# WORK REQUIRED
Drop the images, then output the listing exactly.

# EXTRACTED MATERIAL
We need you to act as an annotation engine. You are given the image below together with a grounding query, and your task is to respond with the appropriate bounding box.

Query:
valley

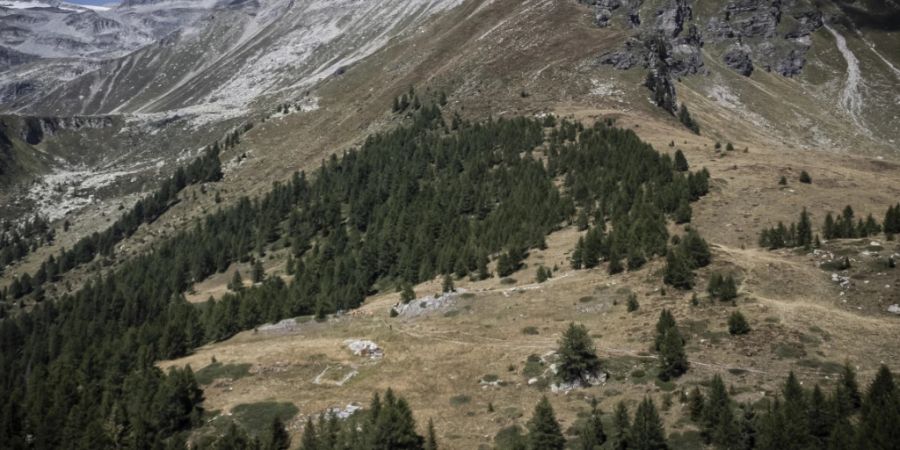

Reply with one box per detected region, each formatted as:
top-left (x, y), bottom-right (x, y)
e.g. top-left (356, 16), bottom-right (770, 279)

top-left (1, 0), bottom-right (899, 448)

# SOLUTION TO THE EXERCISE
We need you to act as an annotation engine. You are given the image below together with a grounding query, and your task is to respond with the appropriate bounding box.

Query:
valley


Reply with one box per detected region, each formatted as:
top-left (x, y), bottom-right (x, y)
e.g. top-left (356, 16), bottom-right (770, 279)

top-left (1, 0), bottom-right (899, 448)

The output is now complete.